What you will do -> Exactly and without additions, transcribe the line that contains "Please drop a marker on the small" and every line after it in the data.

Data provided ->
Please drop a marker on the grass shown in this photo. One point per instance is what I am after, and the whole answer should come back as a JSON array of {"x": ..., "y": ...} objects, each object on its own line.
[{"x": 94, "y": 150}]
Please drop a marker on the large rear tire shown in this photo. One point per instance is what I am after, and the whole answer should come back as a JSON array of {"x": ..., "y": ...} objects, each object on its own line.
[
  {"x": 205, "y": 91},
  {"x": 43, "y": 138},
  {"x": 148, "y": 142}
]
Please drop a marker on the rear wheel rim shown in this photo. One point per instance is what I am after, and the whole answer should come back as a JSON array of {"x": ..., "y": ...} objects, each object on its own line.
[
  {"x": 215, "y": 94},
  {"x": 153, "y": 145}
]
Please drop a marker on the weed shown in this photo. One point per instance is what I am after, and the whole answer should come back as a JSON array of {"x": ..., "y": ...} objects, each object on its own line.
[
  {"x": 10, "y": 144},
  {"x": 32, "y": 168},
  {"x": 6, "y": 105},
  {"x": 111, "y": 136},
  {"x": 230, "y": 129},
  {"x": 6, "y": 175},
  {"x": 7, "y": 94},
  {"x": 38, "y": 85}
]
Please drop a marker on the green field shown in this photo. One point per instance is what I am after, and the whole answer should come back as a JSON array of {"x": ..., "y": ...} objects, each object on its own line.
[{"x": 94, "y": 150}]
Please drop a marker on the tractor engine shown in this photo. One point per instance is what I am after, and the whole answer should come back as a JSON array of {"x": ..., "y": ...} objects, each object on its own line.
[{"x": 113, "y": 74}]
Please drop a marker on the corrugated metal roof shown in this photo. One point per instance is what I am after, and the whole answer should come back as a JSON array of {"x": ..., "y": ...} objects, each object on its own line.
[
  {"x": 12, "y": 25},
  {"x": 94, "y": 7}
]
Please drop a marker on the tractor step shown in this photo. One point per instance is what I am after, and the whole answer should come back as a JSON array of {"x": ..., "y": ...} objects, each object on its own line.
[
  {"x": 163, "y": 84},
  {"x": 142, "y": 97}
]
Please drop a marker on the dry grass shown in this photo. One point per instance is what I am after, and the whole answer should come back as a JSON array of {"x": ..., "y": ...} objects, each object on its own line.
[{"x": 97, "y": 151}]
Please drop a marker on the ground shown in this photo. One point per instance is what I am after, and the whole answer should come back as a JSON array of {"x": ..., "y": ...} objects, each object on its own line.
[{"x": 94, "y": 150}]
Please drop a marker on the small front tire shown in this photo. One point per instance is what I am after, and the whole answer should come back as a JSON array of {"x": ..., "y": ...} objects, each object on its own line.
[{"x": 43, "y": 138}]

Solved problem ->
Please drop a marker on the small front tire shown in this photo. One point per instance is what I am after, and the whole answer should come back as a JSON array of {"x": ..., "y": ...} objects, each object on its own line.
[{"x": 43, "y": 138}]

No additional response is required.